* DIRECTION A *
Using the Old Firm article below, say whether each statement agrees with it: (i) No club other than Celtic and Rangers has won the Scottish title since 1985. (ii) Strachan named Porto and Lyon among the top dogs who always win their Champions League group. (iii) Sir Alex praised the idea of a 39th game abroad. Answer yes or no for each and quote the deciding words.
* DIRECTION B *
In the Old Firm article below, with which club did Alex Ferguson win the Scottish title in 1985?
* DIRECTION C *
Rewrite the passage of the Old Firm article starting at "This domination may" and ending at "the Premier League.", putting "Scottish Premier League" in place of "SPL".

* TEXT BLOCK *
--- --- ---
Let the Old Firm head south
Following Celtic's exit from the UEFA Champions League last week, and Europe altogether after failing to finish high enough in the group stage to qualify for the UEFA Cup, manager Gordon Strachan was left to lament the fact that his club's peers were in the third tier of European football.
In a TV interview Strachan went on to identify the likes of Manchester United, Juventus and Barcelona as representing the top dogs who always win their Champions League group; followed by the second level of Porto, Lyon and such like and then there is "the rest", of which Celtic are one, who need "a bit of luck" to make it through to the knock-out stages of the competition.
Finance is obviously one of the reasons "the rest" find it difficult to compete but another major factor is that their domestic leagues are simply not tough enough to make teams competitive against Europe's top clubs. And this is the accusation that is so often levelled at Celtic and the Scottish Premier League.
In Scotland, Celtic and Rangers simply dominate. No other team has won the title since 1985, when Alex Ferguson won it with Aberdeen, and the four seasonal Old Firm fixtures between the two archrivals are the matches that really decide where the title ends up. The likes of Inverness Caldeonian Thistle and Hamilton Academical are simply swept aside by the Glasgow duo during the rest of the season.
This domination may mean that domestic trophies are readily available but in Europe that lack of quality opposition in their bread and butter competition is a major handicap.
It is too easy for Celtic and Rangers in Scotland. They have outgrown the SPL and the solution to that problem is obvious. It is a proposal that has been discussed many times already and one that both clubs secretly yearn for. Quite simply, it is time for Britain to embrace the Old Firm and let them join the Premier League.
In an era when the Premier League are happily banding around the unpopular idea of playing a 39th game on foreign shores - a concept the sagely Sir Alex derided on Tuesday - incorporating the Old Firm seems like a much simpler way to boost the profile of the league and it could even benefit Scottish football too.
The main theoretical sticking point with the Old Firm's integration into the English league system is obviuosly a question of how to do it. Slotting them straight into the Premier League would deny two other teams a place in the top flight. Do you relegate five teams in one season instead of the normal three? Or promote only one, instead of a trio, from the Championship?
Neither seems to be fair to the clubs that miss out so let's propose that the alternative is for only the winners of the SPL to gain entrance into the Premier League and then only if they win via the Championship play-offs ... let's shamelessly call this the R-model© after a certain writer.
--- --- ---
* ENTRIES SHOWN *
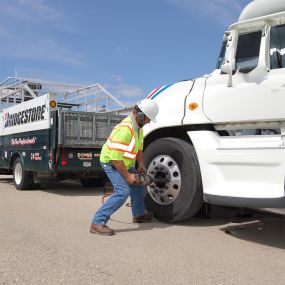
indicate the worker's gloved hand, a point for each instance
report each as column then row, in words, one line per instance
column 131, row 179
column 141, row 168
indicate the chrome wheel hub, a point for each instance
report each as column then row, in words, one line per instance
column 163, row 166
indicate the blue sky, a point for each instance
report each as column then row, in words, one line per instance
column 128, row 46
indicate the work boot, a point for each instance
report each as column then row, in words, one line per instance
column 146, row 218
column 101, row 230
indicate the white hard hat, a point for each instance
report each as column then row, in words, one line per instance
column 149, row 108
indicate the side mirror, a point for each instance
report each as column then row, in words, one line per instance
column 227, row 68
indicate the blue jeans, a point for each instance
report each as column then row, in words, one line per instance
column 122, row 190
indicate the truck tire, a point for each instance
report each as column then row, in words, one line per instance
column 23, row 179
column 181, row 196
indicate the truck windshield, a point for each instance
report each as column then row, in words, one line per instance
column 222, row 55
column 247, row 54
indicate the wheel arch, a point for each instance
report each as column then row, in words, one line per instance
column 178, row 132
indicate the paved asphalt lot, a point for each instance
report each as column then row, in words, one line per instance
column 45, row 239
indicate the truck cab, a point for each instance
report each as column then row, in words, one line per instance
column 220, row 138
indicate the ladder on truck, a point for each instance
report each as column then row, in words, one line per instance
column 92, row 98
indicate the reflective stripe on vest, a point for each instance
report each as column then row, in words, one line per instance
column 128, row 149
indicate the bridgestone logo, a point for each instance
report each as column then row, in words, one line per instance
column 24, row 117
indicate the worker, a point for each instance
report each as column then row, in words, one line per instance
column 118, row 157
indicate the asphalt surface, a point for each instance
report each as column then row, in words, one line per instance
column 45, row 239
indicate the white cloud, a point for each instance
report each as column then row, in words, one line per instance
column 20, row 22
column 28, row 10
column 224, row 11
column 45, row 49
column 128, row 91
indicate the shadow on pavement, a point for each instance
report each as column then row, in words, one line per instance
column 267, row 229
column 70, row 188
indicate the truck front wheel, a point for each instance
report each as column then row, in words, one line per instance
column 180, row 197
column 23, row 179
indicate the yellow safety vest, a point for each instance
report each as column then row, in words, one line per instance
column 123, row 144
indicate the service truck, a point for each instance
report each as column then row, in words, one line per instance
column 42, row 140
column 220, row 138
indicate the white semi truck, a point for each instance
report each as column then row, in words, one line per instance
column 220, row 138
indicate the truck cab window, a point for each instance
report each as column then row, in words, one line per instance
column 221, row 55
column 247, row 54
column 277, row 47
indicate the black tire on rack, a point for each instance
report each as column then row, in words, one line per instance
column 181, row 196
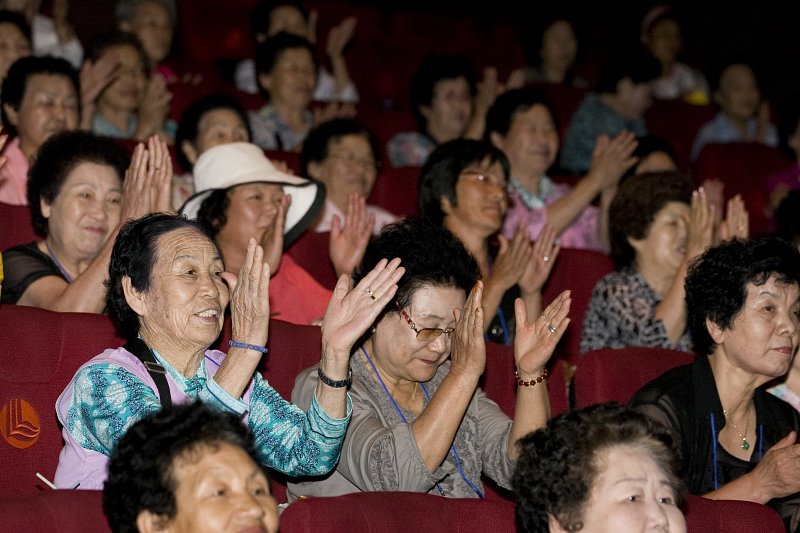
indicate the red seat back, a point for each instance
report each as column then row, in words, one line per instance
column 390, row 512
column 744, row 169
column 579, row 271
column 678, row 123
column 41, row 350
column 64, row 511
column 396, row 191
column 615, row 375
column 310, row 251
column 704, row 515
column 16, row 226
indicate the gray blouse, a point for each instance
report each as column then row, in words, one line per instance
column 380, row 453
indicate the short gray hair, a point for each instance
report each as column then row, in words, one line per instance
column 126, row 10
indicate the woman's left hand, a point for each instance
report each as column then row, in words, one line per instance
column 535, row 341
column 737, row 220
column 354, row 309
column 250, row 297
column 545, row 251
column 349, row 239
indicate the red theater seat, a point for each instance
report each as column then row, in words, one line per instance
column 724, row 516
column 579, row 271
column 41, row 350
column 396, row 191
column 62, row 511
column 389, row 512
column 16, row 226
column 310, row 251
column 615, row 375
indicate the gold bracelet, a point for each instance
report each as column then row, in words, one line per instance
column 532, row 382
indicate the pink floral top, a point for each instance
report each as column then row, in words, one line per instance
column 530, row 211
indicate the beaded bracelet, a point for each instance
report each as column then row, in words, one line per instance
column 245, row 346
column 340, row 384
column 532, row 382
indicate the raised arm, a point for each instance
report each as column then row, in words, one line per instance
column 435, row 429
column 534, row 343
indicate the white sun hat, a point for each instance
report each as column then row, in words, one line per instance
column 228, row 165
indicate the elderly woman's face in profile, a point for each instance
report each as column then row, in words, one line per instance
column 763, row 337
column 221, row 489
column 252, row 208
column 187, row 296
column 631, row 493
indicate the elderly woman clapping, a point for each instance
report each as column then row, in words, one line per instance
column 78, row 200
column 738, row 442
column 167, row 292
column 658, row 226
column 420, row 422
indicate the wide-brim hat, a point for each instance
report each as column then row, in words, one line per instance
column 229, row 165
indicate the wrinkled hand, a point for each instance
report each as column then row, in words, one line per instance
column 534, row 342
column 154, row 108
column 512, row 260
column 349, row 239
column 250, row 297
column 137, row 192
column 333, row 110
column 339, row 36
column 272, row 239
column 354, row 309
column 611, row 158
column 778, row 472
column 737, row 220
column 160, row 164
column 468, row 347
column 700, row 232
column 545, row 251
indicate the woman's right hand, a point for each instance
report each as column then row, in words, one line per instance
column 611, row 158
column 352, row 310
column 778, row 472
column 700, row 233
column 468, row 347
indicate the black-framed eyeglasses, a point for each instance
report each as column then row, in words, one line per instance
column 424, row 334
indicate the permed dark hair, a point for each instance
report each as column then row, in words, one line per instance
column 559, row 464
column 716, row 284
column 58, row 157
column 126, row 10
column 434, row 69
column 439, row 176
column 633, row 62
column 501, row 114
column 212, row 214
column 316, row 145
column 16, row 83
column 635, row 206
column 539, row 23
column 140, row 470
column 192, row 115
column 133, row 255
column 104, row 42
column 262, row 16
column 268, row 52
column 18, row 20
column 430, row 254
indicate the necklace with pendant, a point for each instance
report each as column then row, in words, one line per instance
column 745, row 445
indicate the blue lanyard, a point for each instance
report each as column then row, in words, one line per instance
column 403, row 418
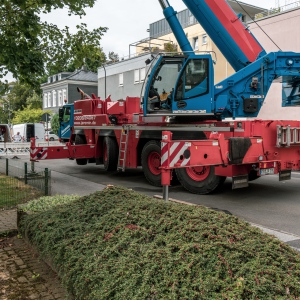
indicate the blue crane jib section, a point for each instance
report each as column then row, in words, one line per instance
column 224, row 27
column 243, row 93
column 177, row 29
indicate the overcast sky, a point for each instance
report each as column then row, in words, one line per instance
column 127, row 21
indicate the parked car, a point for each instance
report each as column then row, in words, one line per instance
column 51, row 136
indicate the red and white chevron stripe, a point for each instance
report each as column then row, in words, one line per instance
column 172, row 154
column 41, row 151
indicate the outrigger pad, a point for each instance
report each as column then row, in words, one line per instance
column 238, row 149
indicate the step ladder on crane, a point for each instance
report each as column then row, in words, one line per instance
column 123, row 148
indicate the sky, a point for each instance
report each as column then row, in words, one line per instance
column 127, row 21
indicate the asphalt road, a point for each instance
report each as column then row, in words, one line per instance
column 266, row 202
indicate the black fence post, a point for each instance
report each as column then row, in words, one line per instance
column 6, row 167
column 25, row 175
column 46, row 182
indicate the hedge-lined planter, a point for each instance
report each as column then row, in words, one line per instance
column 118, row 244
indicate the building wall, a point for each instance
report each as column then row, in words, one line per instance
column 59, row 91
column 110, row 76
column 283, row 30
column 74, row 95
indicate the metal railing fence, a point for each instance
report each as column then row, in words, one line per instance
column 21, row 181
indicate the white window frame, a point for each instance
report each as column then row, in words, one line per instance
column 65, row 96
column 136, row 76
column 143, row 74
column 45, row 100
column 49, row 99
column 121, row 78
column 196, row 43
column 54, row 102
column 60, row 101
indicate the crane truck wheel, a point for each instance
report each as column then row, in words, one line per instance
column 80, row 140
column 200, row 180
column 253, row 175
column 110, row 153
column 151, row 162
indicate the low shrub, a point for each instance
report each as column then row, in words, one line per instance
column 118, row 244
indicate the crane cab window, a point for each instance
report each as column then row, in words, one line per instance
column 193, row 81
column 165, row 77
column 67, row 113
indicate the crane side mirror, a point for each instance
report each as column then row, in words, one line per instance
column 60, row 114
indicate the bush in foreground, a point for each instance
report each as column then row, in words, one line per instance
column 118, row 244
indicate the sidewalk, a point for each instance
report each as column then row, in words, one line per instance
column 22, row 274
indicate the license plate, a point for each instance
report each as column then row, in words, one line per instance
column 267, row 171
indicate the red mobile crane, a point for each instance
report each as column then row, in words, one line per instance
column 185, row 131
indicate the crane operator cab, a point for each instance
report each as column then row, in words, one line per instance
column 180, row 85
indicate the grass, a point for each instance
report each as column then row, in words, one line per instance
column 119, row 244
column 14, row 192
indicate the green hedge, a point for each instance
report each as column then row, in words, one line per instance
column 118, row 244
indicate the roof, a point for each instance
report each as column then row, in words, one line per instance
column 82, row 75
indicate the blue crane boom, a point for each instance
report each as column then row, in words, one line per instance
column 186, row 82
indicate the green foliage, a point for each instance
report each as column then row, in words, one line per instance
column 55, row 123
column 81, row 48
column 47, row 202
column 29, row 115
column 28, row 44
column 118, row 244
column 15, row 100
column 14, row 191
column 35, row 101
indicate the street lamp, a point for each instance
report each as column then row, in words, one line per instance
column 104, row 80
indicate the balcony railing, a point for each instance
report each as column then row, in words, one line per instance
column 277, row 10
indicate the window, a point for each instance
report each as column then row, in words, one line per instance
column 196, row 46
column 65, row 96
column 136, row 76
column 193, row 81
column 121, row 79
column 143, row 74
column 60, row 102
column 45, row 100
column 54, row 98
column 49, row 99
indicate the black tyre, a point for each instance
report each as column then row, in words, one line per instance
column 110, row 154
column 200, row 180
column 253, row 175
column 80, row 140
column 151, row 160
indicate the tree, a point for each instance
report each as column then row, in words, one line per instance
column 29, row 115
column 34, row 101
column 16, row 99
column 81, row 48
column 55, row 123
column 27, row 44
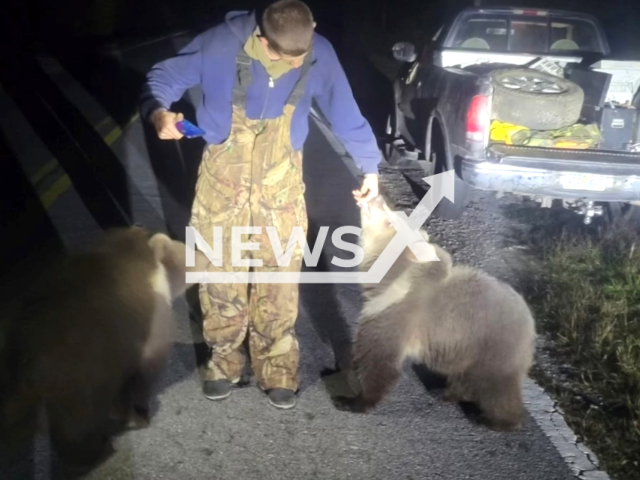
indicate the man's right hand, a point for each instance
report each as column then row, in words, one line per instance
column 165, row 124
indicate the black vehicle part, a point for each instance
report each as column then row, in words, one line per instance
column 439, row 156
column 534, row 99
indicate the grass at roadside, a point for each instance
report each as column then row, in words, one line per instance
column 586, row 299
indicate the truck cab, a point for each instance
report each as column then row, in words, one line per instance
column 521, row 101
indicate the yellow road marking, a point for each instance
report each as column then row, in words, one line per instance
column 58, row 188
column 63, row 184
column 43, row 171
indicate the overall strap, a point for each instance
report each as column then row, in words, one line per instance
column 298, row 90
column 243, row 79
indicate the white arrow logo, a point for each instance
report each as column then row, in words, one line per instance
column 407, row 235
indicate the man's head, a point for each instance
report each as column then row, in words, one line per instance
column 286, row 31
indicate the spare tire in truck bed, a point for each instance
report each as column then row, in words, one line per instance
column 534, row 99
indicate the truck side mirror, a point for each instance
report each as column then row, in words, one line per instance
column 404, row 52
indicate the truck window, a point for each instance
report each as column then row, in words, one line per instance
column 526, row 34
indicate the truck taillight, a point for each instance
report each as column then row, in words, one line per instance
column 478, row 118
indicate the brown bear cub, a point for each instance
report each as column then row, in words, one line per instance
column 92, row 340
column 457, row 321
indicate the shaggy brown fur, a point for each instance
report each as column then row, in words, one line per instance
column 91, row 341
column 457, row 321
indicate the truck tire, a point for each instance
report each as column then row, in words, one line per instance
column 534, row 99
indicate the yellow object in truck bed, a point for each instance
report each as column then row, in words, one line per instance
column 576, row 136
column 503, row 132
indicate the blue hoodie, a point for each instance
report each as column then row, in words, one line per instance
column 210, row 61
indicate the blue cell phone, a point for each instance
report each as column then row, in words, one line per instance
column 189, row 130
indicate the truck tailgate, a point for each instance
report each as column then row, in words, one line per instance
column 559, row 173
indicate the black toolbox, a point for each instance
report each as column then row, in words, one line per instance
column 619, row 128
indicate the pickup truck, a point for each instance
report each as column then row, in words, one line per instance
column 543, row 72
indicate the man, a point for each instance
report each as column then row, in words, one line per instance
column 258, row 76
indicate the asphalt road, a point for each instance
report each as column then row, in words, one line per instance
column 412, row 435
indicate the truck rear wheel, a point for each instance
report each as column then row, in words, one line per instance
column 534, row 99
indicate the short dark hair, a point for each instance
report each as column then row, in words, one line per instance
column 288, row 27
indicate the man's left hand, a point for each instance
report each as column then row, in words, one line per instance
column 368, row 190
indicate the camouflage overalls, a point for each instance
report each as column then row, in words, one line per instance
column 253, row 179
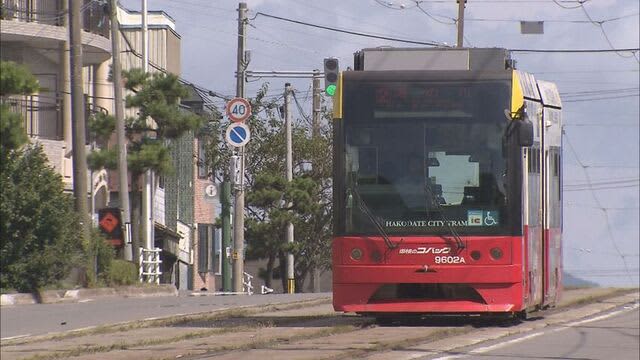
--- --- ---
* WRITTEN SOLUTION A *
(i) Yes: "No other team has won the title since 1985"
(ii) No: "followed by the second level of Porto, Lyon and such like"
(iii) No: "a concept the sagely Sir Alex derided on Tuesday"

* WRITTEN SOLUTION B *
Aberdeen.

* WRITTEN SOLUTION C *
This domination may mean that domestic trophies are readily available but in Europe that lack of quality opposition in their bread and butter competition is a major handicap.
It is too easy for Celtic and Rangers in Scotland. They have outgrown the Scottish Premier League and the solution to that problem is obvious. It is a proposal that has been discussed many times already and one that both clubs secretly yearn for. Quite simply, it is time for Britain to embrace the Old Firm and let them join the Premier League.